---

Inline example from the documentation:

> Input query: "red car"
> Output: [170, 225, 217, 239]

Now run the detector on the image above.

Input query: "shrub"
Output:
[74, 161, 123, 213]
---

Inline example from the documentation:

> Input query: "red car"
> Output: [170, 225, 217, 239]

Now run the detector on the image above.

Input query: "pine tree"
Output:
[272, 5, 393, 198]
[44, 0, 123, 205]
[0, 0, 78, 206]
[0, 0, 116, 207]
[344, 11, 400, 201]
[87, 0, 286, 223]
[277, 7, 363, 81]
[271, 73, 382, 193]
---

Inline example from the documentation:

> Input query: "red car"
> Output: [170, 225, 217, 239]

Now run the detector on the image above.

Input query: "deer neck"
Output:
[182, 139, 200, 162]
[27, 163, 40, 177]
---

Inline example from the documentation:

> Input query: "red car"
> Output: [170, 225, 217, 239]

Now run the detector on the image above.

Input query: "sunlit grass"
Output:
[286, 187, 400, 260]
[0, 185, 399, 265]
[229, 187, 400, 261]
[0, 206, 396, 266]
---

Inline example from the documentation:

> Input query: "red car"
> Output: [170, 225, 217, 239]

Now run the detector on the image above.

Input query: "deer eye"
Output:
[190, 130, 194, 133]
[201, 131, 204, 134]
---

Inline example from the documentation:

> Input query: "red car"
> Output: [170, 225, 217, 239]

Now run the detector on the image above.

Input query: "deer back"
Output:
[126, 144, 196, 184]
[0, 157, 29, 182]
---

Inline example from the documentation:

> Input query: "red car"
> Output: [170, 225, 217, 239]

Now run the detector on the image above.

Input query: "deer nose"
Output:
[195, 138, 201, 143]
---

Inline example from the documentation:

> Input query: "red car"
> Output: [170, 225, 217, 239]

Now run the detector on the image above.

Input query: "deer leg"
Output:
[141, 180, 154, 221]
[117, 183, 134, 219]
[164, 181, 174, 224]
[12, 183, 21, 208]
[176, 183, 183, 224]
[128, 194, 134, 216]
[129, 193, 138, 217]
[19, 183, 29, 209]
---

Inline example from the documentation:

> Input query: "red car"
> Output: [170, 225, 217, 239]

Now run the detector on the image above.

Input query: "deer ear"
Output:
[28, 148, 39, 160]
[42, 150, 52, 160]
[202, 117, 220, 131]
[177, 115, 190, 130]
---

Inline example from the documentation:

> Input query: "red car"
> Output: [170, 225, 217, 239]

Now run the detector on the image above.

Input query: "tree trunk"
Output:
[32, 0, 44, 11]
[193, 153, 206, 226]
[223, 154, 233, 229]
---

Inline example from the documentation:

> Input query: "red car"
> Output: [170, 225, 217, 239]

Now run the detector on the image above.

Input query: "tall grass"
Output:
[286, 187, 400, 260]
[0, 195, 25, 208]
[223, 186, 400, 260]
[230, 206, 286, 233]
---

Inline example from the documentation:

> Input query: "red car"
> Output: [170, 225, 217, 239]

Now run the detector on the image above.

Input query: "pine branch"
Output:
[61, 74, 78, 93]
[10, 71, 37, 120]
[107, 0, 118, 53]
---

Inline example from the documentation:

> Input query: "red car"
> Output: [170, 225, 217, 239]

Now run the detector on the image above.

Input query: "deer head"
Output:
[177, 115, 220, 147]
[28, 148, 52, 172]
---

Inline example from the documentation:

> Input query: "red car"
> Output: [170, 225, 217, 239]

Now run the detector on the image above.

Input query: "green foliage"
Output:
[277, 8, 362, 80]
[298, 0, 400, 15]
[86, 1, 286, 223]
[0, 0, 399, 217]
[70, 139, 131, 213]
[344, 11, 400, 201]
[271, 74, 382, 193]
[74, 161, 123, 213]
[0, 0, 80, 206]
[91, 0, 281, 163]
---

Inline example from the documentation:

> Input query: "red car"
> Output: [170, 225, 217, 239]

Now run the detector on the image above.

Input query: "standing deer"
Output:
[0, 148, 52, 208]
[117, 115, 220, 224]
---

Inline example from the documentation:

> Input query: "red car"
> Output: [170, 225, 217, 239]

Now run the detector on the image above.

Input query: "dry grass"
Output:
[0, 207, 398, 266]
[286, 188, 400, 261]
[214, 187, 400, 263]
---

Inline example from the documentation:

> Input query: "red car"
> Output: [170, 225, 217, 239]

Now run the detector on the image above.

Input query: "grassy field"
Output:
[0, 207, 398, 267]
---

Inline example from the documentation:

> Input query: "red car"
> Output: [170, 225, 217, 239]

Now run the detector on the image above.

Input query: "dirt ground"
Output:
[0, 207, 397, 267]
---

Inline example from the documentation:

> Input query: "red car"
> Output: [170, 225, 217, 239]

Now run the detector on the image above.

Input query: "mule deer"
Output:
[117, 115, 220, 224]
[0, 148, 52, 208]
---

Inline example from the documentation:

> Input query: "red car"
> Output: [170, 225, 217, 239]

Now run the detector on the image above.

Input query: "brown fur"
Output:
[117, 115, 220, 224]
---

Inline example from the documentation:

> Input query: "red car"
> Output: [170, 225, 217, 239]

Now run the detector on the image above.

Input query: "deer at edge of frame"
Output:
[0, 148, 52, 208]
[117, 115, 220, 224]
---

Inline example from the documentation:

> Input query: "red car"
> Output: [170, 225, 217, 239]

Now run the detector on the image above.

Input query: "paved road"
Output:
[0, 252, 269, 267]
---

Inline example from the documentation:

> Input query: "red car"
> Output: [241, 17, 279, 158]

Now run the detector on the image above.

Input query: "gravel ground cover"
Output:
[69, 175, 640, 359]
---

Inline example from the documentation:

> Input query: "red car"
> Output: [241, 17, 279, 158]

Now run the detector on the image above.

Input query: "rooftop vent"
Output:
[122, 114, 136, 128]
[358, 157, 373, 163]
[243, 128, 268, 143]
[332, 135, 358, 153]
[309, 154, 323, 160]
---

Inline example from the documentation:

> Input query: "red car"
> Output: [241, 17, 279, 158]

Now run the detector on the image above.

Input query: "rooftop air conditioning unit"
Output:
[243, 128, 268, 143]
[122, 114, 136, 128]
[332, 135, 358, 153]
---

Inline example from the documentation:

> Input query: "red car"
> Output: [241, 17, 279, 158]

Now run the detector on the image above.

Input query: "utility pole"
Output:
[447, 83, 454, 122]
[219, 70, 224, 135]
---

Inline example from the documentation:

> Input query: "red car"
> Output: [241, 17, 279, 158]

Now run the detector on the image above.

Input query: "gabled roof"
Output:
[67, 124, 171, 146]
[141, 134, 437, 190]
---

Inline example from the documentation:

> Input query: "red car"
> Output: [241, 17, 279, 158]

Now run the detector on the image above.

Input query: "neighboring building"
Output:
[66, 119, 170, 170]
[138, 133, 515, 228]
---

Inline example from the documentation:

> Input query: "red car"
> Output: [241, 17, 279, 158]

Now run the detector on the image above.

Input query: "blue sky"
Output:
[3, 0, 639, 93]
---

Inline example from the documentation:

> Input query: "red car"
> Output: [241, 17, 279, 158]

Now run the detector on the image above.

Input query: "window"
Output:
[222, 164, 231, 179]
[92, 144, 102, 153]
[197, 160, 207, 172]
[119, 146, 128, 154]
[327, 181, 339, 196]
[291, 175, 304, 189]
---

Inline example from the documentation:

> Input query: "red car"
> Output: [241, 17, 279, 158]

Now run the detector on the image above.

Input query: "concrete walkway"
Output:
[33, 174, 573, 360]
- - - - - - -
## [Exercise]
A word-for-word copy of the listing is the expected answer.

## [Solution to the exercise]
---

Inline example from the documentation:

> Input query: "red car"
> Output: [170, 225, 217, 239]

Now run the detector on the image above.

Input query: "shrub"
Output:
[74, 161, 123, 213]
---

Inline example from the documentation:

> Input query: "red car"
> Output: [170, 225, 217, 239]

Now run the detector on the image above.

Input query: "pine tree"
Output:
[272, 5, 393, 198]
[44, 0, 123, 205]
[0, 0, 78, 206]
[0, 0, 116, 207]
[344, 11, 400, 201]
[87, 0, 286, 223]
[277, 7, 363, 81]
[271, 73, 382, 193]
---

Inline example from the documentation:

> Input query: "red car"
> Output: [170, 225, 217, 239]

Now run the detector on the image above.

Input query: "deer neck"
Output:
[182, 139, 200, 162]
[27, 163, 40, 177]
---

Inline example from the documentation:

> Input query: "red car"
> Output: [170, 225, 217, 239]

Now run the detector on the image above.

Input query: "sunlit grass"
Output:
[286, 187, 400, 260]
[0, 185, 399, 265]
[229, 187, 400, 261]
[0, 206, 396, 266]
---

Inline example from the documentation:

> Input query: "red car"
> Output: [170, 225, 217, 239]

Now run the detector on the image above.

Input query: "deer eye"
Output:
[190, 130, 194, 133]
[201, 131, 204, 134]
---

Inline example from the documentation:

> Input query: "red car"
> Output: [170, 225, 217, 239]

Now run the detector on the image above.

Input query: "deer back"
Output:
[126, 144, 196, 184]
[0, 157, 29, 182]
---

Inline example from the documentation:

> Input query: "red car"
> Output: [170, 225, 217, 239]

Now run the detector on the image above.

Input query: "deer nose"
Output:
[195, 138, 201, 143]
---

Inline example from the documentation:

> Input query: "red car"
> Output: [170, 225, 217, 239]

Now run the detector on the image above.

Input query: "deer leg"
Output:
[141, 180, 154, 221]
[117, 183, 134, 219]
[164, 181, 174, 224]
[12, 183, 21, 208]
[176, 183, 183, 224]
[128, 194, 134, 216]
[129, 193, 138, 217]
[19, 183, 29, 209]
---

Inline example from the documentation:

> Input query: "red car"
> Output: [170, 225, 217, 239]

Now run the detector on the image above.

Input query: "deer ear"
Output:
[28, 148, 39, 160]
[42, 150, 52, 160]
[202, 117, 220, 131]
[177, 115, 190, 130]
---

Inline example from the documentation:

> Input query: "red car"
> Output: [170, 225, 217, 239]

Now run the detector on the image above.

Input query: "tree trunk"
Output:
[32, 0, 44, 11]
[193, 153, 206, 226]
[223, 154, 233, 229]
---

Inline example from the documentation:

> Input query: "red car"
> Output: [170, 225, 217, 239]

Now run the detector on the image above.

Input query: "tall grass"
Output:
[286, 187, 400, 260]
[0, 195, 25, 208]
[223, 186, 400, 260]
[230, 206, 286, 233]
---

Inline example from the documentation:

> Input query: "red car"
> Output: [170, 225, 217, 239]

Now run the detector on the image above.

Input query: "pine branch"
Output:
[61, 74, 78, 93]
[10, 71, 37, 120]
[107, 0, 118, 53]
---

Inline example from the documentation:

> Input query: "red car"
> Output: [170, 225, 217, 239]

Now run the detector on the image above.

Input query: "deer head"
Output:
[177, 115, 220, 147]
[28, 148, 52, 172]
---

Inline example from the documentation:

> Input query: "red car"
> Output: [170, 225, 217, 239]

Now run the detector on the image above.

Input query: "green foliage"
Output:
[277, 8, 362, 80]
[298, 0, 400, 15]
[86, 1, 286, 223]
[0, 0, 399, 217]
[70, 139, 131, 213]
[344, 11, 400, 201]
[271, 74, 382, 193]
[74, 161, 123, 213]
[0, 0, 80, 206]
[91, 0, 281, 163]
---

Inline example from the documentation:

> Input query: "red car"
> Output: [170, 225, 217, 239]

Now run the detector on the image above.

Input query: "standing deer"
Output:
[0, 148, 52, 208]
[117, 115, 220, 224]
---

Inline example from the documentation:

> Input query: "red car"
> Output: [170, 225, 217, 239]

Now run the detector on the image above.

Input query: "dry grass"
Output:
[0, 207, 398, 266]
[286, 188, 400, 261]
[214, 187, 400, 263]
---

Inline example from the documentation:

> Input query: "red car"
> Output: [170, 225, 217, 239]

Now run the detector on the image above.

Input query: "grassy field"
Output:
[0, 207, 398, 267]
---

Inline example from the documentation:

> Input query: "red car"
> Output: [170, 225, 217, 239]

Now run the detector on the image above.

Input query: "dirt ground"
Output:
[0, 207, 397, 267]
---

Inline example from the documentation:

> Input query: "red car"
> Output: [170, 225, 217, 239]

Now run the detector on the image above.

Input query: "mule deer"
Output:
[117, 115, 220, 224]
[0, 148, 52, 208]
---

Inline example from the documentation:

> Input query: "red car"
> Output: [170, 225, 217, 239]

Now run the detector on the image above.

Input query: "brown fur"
Output:
[117, 115, 220, 224]
---

Inline example from the documentation:

> Input query: "red car"
> Output: [170, 225, 217, 239]

Now run the detector on the image above.

Input query: "deer at edge of frame"
Output:
[0, 148, 52, 208]
[117, 115, 220, 224]
---

Inline example from the documentation:

> Input query: "red car"
> Output: [170, 225, 217, 239]

Now run the detector on the image above.

Input query: "paved road"
Output:
[0, 252, 269, 267]
---

Inline example from the documentation:

> Input query: "red car"
> Output: [241, 17, 279, 158]

Now run the detector on the image above.

Input query: "gravel ground cover"
Output:
[69, 175, 640, 359]
---

Inline example from the documentation:

> Input query: "red car"
> Output: [241, 17, 279, 158]

Now run the detector on the image above.

Input query: "rooftop vent"
Output:
[122, 114, 136, 128]
[358, 157, 373, 163]
[243, 128, 268, 143]
[332, 135, 358, 153]
[309, 154, 323, 160]
---

Inline example from the documentation:

> Input query: "red car"
> Output: [241, 17, 279, 158]

Now run the detector on the image above.

Input query: "rooftop air conditioning unit"
Output:
[243, 128, 268, 143]
[122, 114, 136, 128]
[332, 135, 358, 153]
---

Inline example from the documentation:

> Input query: "red car"
> Output: [241, 17, 279, 158]

Now run the detector on the image above.

Input query: "utility pole"
Output:
[447, 83, 454, 122]
[219, 70, 224, 135]
---

Inline example from the documentation:

> Input query: "red car"
> Output: [241, 17, 279, 158]

Now run the detector on the image above.

Input query: "gabled roof"
Output:
[67, 124, 171, 146]
[141, 134, 437, 190]
---

Inline example from the documentation:

> Input query: "red car"
> Output: [241, 17, 279, 158]

Now run the detector on the image above.

Input query: "neighboring building"
Output:
[66, 119, 170, 170]
[138, 133, 515, 228]
---

Inline example from the documentation:

> Input query: "red car"
> Output: [241, 17, 279, 158]

Now run the detector on the image above.

Input query: "blue sky"
Output:
[3, 0, 639, 93]
---

Inline example from the documentation:

> Input query: "red car"
> Output: [241, 17, 279, 158]

Now run the detector on the image above.

Input query: "window"
Output:
[222, 164, 231, 179]
[92, 144, 102, 153]
[197, 160, 207, 172]
[119, 146, 128, 154]
[327, 181, 339, 196]
[291, 175, 304, 189]
---

Inline example from the documentation:

> Input query: "red car"
> Output: [241, 17, 279, 158]

Now run the detector on the image above.

Input query: "concrete walkway"
Output:
[33, 174, 573, 360]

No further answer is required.